— Begin Data shown —

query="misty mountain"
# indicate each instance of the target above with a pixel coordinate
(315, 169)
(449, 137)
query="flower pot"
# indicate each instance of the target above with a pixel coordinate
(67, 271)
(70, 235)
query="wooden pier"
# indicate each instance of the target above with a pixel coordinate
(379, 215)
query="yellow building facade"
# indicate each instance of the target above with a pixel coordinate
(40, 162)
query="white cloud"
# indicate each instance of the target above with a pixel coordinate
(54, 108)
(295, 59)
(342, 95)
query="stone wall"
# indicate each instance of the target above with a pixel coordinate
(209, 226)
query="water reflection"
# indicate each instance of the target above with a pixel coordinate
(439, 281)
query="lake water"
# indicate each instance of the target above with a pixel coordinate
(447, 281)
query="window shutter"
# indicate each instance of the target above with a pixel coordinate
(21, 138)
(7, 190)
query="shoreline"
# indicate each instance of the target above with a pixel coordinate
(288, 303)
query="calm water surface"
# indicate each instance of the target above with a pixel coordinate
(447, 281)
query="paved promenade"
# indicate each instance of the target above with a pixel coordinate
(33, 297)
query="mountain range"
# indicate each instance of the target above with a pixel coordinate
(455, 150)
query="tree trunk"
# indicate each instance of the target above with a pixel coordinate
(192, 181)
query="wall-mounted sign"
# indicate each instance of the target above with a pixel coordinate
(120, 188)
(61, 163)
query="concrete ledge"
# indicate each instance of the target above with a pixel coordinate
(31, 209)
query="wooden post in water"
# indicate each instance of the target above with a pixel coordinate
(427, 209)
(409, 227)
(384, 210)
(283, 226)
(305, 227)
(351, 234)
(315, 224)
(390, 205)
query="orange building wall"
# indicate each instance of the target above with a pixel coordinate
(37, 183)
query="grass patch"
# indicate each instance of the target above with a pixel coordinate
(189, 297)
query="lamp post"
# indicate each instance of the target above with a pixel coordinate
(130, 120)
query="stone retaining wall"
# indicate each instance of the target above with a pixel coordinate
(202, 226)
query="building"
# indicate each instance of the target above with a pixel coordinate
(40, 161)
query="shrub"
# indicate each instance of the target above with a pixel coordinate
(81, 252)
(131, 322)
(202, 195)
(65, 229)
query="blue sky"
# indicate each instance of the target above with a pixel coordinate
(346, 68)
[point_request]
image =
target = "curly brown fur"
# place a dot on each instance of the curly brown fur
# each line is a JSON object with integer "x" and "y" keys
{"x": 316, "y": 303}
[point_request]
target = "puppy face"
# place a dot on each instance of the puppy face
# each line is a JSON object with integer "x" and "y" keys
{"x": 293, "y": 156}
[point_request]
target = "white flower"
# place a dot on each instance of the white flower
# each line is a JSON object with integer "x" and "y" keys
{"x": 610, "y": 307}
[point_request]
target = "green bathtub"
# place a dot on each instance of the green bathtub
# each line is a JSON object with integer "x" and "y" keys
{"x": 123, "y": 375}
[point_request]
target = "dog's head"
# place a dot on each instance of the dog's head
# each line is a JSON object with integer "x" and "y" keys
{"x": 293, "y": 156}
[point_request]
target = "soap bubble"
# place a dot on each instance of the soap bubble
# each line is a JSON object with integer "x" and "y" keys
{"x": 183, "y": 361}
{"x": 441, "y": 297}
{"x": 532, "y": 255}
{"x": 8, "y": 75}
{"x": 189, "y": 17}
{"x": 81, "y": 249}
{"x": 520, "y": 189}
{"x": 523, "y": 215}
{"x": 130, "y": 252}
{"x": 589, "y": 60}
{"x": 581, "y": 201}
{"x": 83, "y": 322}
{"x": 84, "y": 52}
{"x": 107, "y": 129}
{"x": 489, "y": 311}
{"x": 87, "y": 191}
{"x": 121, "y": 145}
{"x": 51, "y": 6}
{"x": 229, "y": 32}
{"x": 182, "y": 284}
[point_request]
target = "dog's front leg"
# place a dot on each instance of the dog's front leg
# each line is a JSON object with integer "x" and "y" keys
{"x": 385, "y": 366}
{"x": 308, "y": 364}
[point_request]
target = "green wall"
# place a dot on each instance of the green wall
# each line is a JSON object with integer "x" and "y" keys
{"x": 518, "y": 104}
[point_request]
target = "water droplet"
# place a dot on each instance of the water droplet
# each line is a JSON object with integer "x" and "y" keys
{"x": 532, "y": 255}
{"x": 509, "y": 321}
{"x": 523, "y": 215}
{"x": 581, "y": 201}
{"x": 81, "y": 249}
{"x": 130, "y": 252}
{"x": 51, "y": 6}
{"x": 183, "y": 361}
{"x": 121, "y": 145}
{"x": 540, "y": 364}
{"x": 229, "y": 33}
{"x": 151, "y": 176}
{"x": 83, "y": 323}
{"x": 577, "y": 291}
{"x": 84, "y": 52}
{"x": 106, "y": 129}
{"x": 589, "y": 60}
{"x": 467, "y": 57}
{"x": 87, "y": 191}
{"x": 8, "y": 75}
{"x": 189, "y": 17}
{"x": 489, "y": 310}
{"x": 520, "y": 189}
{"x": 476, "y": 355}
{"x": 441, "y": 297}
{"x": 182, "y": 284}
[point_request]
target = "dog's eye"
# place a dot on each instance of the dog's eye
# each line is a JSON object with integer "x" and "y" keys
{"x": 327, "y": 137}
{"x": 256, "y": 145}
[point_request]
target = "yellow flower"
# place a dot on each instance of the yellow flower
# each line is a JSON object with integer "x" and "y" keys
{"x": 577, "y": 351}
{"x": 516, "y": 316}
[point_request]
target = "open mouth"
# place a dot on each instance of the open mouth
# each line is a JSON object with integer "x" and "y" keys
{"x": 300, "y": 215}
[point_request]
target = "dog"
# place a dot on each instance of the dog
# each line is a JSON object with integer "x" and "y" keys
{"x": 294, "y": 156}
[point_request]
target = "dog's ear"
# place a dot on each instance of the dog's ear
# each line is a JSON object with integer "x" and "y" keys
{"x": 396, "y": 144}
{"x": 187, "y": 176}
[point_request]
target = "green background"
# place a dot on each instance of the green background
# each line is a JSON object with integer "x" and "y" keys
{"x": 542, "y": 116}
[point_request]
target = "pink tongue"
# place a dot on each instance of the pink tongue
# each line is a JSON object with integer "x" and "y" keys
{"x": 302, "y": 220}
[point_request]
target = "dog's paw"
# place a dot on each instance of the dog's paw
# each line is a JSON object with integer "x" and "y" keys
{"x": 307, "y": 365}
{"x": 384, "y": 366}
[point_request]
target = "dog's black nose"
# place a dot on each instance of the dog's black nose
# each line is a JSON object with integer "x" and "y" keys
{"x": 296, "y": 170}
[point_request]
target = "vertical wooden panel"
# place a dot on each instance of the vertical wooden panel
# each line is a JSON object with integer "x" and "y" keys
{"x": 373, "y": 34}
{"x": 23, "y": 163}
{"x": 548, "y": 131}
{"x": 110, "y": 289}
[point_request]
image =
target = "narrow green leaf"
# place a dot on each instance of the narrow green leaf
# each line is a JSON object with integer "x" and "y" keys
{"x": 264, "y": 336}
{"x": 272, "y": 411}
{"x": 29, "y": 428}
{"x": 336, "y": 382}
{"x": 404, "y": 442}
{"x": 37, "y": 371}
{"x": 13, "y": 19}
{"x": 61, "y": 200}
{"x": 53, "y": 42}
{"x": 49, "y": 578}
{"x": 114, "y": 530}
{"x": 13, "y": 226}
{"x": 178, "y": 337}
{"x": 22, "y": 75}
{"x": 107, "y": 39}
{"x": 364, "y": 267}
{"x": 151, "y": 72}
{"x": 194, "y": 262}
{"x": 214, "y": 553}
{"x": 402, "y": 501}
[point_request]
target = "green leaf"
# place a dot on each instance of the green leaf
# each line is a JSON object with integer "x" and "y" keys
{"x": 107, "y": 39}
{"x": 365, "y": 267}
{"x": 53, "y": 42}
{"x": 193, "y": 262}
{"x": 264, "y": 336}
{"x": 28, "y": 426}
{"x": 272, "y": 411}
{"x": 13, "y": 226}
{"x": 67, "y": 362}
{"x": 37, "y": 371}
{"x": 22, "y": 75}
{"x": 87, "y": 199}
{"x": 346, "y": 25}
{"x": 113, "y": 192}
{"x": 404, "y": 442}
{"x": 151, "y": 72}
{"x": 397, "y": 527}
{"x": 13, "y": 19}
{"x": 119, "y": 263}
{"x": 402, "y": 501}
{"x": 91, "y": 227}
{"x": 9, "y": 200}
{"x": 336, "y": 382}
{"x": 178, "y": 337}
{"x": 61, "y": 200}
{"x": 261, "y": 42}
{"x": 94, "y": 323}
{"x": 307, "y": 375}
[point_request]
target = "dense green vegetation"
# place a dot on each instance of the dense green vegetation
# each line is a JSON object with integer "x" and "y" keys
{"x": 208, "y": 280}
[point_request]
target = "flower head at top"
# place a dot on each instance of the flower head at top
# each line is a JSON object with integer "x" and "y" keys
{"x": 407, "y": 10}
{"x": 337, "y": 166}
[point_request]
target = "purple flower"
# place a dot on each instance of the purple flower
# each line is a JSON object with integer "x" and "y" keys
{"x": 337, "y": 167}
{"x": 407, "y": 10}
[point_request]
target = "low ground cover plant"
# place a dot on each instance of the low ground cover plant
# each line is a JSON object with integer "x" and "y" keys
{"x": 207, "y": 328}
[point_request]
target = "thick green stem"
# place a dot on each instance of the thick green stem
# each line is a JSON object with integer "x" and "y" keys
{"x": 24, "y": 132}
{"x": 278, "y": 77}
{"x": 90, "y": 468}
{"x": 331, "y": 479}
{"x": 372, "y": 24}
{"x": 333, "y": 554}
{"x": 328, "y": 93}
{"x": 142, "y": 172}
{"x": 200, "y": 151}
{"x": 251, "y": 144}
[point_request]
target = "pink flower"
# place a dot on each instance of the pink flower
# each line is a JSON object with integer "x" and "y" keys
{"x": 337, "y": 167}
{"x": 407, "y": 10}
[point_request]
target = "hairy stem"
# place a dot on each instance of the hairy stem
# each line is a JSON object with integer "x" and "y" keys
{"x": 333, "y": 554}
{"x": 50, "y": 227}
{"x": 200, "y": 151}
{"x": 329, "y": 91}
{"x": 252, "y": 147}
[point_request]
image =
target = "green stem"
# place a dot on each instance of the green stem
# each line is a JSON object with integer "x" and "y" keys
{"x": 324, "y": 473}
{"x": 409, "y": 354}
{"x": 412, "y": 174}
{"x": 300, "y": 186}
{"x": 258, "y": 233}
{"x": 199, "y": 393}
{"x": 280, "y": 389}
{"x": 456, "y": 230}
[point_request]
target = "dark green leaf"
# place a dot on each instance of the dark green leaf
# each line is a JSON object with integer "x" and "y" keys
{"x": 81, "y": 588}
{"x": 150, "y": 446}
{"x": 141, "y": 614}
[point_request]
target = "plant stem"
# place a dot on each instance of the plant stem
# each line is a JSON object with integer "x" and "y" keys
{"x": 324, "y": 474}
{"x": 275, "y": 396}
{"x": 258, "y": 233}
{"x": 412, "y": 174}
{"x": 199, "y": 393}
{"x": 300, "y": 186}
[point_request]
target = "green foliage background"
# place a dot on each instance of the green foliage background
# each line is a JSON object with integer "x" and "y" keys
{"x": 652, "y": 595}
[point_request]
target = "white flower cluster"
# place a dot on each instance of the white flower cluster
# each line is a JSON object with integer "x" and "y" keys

— End Data shown —

- [Given request]: Extract each line of the material above that contains the string "tongue". Matching is case-sensitive.

- [Result]:
target = "pink tongue"
# place a dot on each instance of the pink tongue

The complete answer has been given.